[begin Data provided]

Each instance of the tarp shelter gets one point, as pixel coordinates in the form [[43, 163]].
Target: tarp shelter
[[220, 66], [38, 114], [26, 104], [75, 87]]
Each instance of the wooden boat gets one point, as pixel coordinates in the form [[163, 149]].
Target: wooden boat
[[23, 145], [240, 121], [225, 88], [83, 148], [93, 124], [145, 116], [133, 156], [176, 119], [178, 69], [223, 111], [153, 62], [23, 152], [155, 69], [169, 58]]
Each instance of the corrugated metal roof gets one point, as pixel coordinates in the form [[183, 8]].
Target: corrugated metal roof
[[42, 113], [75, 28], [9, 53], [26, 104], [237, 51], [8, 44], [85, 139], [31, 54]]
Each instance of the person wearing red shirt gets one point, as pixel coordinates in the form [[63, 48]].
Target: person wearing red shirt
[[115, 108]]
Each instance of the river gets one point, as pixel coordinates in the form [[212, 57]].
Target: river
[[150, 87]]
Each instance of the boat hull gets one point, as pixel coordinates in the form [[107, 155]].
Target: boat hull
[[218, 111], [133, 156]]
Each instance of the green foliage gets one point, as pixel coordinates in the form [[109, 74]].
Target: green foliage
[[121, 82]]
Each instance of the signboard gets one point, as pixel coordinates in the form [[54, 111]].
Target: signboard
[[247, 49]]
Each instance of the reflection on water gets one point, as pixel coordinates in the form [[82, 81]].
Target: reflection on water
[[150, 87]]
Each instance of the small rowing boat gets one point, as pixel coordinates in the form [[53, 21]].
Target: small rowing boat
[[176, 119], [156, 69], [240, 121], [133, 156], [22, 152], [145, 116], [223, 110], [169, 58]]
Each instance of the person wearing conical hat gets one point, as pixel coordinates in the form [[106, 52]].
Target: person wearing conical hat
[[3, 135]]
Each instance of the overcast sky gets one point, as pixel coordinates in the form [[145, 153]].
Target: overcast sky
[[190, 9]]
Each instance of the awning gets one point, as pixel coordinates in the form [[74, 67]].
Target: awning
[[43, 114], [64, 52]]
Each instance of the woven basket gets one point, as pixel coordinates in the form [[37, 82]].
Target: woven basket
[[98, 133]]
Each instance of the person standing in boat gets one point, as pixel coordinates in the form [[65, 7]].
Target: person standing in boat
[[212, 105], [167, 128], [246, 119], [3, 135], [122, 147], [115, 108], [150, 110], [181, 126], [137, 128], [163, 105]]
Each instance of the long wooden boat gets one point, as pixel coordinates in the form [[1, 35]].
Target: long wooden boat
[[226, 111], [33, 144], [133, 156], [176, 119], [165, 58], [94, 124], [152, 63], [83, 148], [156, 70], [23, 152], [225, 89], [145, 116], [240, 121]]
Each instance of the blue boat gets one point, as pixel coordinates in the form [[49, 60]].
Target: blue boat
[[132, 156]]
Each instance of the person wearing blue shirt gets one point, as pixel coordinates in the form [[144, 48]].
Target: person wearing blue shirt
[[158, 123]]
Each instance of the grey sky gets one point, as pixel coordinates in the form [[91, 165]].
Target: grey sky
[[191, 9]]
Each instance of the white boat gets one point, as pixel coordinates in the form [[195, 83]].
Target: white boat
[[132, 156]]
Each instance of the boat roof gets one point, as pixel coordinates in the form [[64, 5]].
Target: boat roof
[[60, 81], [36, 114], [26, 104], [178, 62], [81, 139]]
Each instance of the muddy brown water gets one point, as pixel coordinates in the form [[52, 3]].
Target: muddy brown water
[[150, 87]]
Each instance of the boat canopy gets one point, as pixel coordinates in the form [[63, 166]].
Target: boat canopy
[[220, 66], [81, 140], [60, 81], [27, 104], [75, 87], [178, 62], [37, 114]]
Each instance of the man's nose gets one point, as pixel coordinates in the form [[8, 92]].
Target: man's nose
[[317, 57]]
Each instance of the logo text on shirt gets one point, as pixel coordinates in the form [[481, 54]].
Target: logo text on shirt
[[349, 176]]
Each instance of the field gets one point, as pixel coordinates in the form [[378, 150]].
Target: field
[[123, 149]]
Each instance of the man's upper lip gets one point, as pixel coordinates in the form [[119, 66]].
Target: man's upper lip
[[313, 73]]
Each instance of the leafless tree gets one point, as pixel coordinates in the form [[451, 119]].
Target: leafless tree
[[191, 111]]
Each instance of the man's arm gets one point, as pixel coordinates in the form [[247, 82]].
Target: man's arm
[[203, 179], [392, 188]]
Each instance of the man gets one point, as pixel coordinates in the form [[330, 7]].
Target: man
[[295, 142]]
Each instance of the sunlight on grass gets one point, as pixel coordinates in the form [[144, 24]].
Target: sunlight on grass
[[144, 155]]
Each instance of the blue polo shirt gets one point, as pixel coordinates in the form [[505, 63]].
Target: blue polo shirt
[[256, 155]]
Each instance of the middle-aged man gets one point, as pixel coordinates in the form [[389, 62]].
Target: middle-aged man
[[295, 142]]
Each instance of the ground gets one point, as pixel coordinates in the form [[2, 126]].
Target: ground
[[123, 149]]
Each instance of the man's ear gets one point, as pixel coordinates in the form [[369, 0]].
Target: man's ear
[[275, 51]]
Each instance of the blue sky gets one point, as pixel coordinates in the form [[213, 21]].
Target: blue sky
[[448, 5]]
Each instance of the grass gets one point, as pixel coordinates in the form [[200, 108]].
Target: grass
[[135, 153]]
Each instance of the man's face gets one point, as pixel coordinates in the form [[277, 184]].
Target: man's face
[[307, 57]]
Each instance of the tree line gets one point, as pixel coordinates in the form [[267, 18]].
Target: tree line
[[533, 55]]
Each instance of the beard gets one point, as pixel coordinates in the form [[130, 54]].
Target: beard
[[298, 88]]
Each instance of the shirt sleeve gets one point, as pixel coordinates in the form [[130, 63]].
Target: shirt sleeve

[end Data provided]

**Exercise prompt**
Please copy out the whole listing above word for word, leaving every line unchanged.

**Solution**
Each instance of the tarp shelter gets one point, as pixel coordinates in the form [[43, 163]].
Target: tarp shelter
[[220, 66], [38, 114], [26, 104], [75, 87]]
Each instance of the wooden boat gets one point, as pixel coordinates in the form [[163, 149]].
Target: wooden boat
[[23, 145], [240, 121], [225, 88], [83, 148], [93, 124], [145, 116], [133, 156], [176, 119], [178, 69], [223, 111], [153, 62], [23, 152], [155, 69], [169, 58]]
Each instance of the corrugated metal roof gets one point, as pixel coordinates in the form [[183, 8]].
Target: corrugated metal roof
[[42, 113], [75, 28], [9, 53], [26, 104], [237, 51], [8, 44], [85, 139], [31, 54]]
Each instance of the person wearing red shirt gets one point, as pixel coordinates in the form [[63, 48]].
Target: person wearing red shirt
[[115, 108]]
Each instance of the river gets one point, as pixel coordinates in the form [[212, 57]].
Target: river
[[150, 87]]
Each instance of the boat hull gets one point, as pixel coordinates in the form [[107, 155]].
Target: boat hull
[[218, 111], [133, 156]]
Each instance of the green foliage gets one point, as pixel coordinates in the form [[109, 74]].
Target: green foliage
[[121, 82]]
Each instance of the signboard gets one point, as pixel coordinates in the form [[54, 111]].
Target: signboard
[[247, 49]]
Each instance of the reflection on water gets one point, as pixel coordinates in the form [[82, 81]].
Target: reflection on water
[[150, 87]]
Each instance of the small rowing boat gets one point, as pixel coordinates in the form [[53, 21]].
Target: small rowing boat
[[176, 119], [156, 69], [240, 121], [133, 156], [22, 152], [145, 116], [223, 110], [169, 58]]
Each instance of the person wearing conical hat gets one point, as pixel coordinates in the form [[106, 52]].
Target: person wearing conical hat
[[3, 135]]
Each instance of the overcast sky gets one point, as pixel coordinates in the form [[145, 153]].
Target: overcast sky
[[190, 9]]
Each instance of the awning gets one point, as pixel coordinates in the form [[74, 67]].
Target: awning
[[43, 114], [64, 52]]
Each instance of the woven basket gets one point, as pixel coordinates in the form [[37, 82]].
Target: woven basket
[[98, 133]]
Each instance of the person standing in boat gets one point, as pixel coordinates in the form [[65, 7]].
Target: person standing in boat
[[212, 105], [167, 128], [246, 119], [3, 135], [122, 147], [115, 108], [150, 110], [181, 126], [137, 128], [163, 105]]
Each instance of the long wooden boat gets one point, as pixel coordinates in the form [[1, 35]].
Target: long wooden boat
[[226, 111], [33, 144], [133, 156], [176, 119], [165, 58], [94, 124], [152, 63], [83, 148], [156, 70], [23, 152], [225, 89], [145, 116], [240, 121]]
Each instance of the blue boat gets one point, as pixel coordinates in the form [[49, 60]].
Target: blue boat
[[132, 156]]
Each instance of the person wearing blue shirt gets one point, as pixel coordinates in the form [[144, 48]].
Target: person wearing blue shirt
[[158, 123]]
Each instance of the grey sky gets one point, as pixel coordinates in the form [[91, 165]].
Target: grey sky
[[191, 9]]
Each instance of the white boat gets one point, as pixel coordinates in the form [[195, 83]].
Target: white boat
[[132, 156]]
Each instance of the boat roof gets one point, as pixel coordinates in the form [[64, 5]].
Target: boat roof
[[60, 81], [36, 114], [26, 104], [178, 62], [81, 139]]
Each instance of the muddy brown water gets one point, as pixel coordinates in the form [[52, 3]].
Target: muddy brown water
[[150, 87]]
Each instance of the boat canopy gets one point, as pixel coordinates in the form [[63, 166]].
Target: boat canopy
[[220, 66], [81, 140], [60, 81], [27, 104], [75, 87], [178, 62], [37, 114]]
Each instance of the man's nose gets one point, as pixel coordinates in the form [[8, 92]].
Target: man's nose
[[317, 57]]
Each instance of the logo text on shirt gets one point, as pixel coordinates in the form [[481, 54]].
Target: logo text on shirt
[[349, 176]]
Each instance of the field gets one point, as pixel coordinates in the form [[378, 150]].
Target: field
[[123, 149]]
Each instance of the man's upper lip gets one point, as pixel coordinates in the form [[119, 66]].
Target: man's upper lip
[[313, 73]]
Each instance of the leafless tree gets one point, as pixel coordinates in the form [[451, 119]].
Target: leafless tree
[[191, 111]]
Each instance of the man's arm gets one point, as pixel coordinates in the form [[247, 82]].
Target: man's arm
[[203, 179], [392, 188]]
Each instance of the man gets one point, as pixel coordinates in the form [[330, 7]].
Target: man
[[295, 142]]
Each instance of the sunlight on grass gets one point, as pixel coordinates in the form [[144, 24]].
Target: sunlight on grass
[[144, 155]]
Each instance of the blue polo shirt gets one point, as pixel coordinates in the form [[505, 63]].
Target: blue polo shirt
[[256, 155]]
Each instance of the middle-aged man gets one point, as pixel coordinates in the form [[389, 62]].
Target: middle-aged man
[[295, 142]]
Each instance of the ground gets one point, as pixel coordinates in the form [[2, 126]].
Target: ground
[[123, 149]]
Each instance of the man's ear gets one point, as pixel coordinates in the form [[369, 0]].
Target: man's ear
[[275, 51]]
Each instance of the blue sky gets one point, as pixel coordinates in the form [[213, 21]].
Target: blue sky
[[448, 5]]
Each instance of the grass gets one point, as pixel coordinates in the form [[200, 108]].
Target: grass
[[135, 153]]
Each instance of the man's face gets one point, as pixel coordinates in the form [[277, 184]].
Target: man's face
[[307, 57]]
Each instance of the tree line gets one point, as pixel coordinates in the form [[267, 18]].
Target: tree line
[[533, 55]]
Each instance of the beard gets one point, as pixel coordinates in the form [[130, 54]].
Target: beard
[[298, 88]]
Each instance of the shirt sleeve gets one point, as pixel coordinates in the form [[130, 63]].
Target: shirt sleeve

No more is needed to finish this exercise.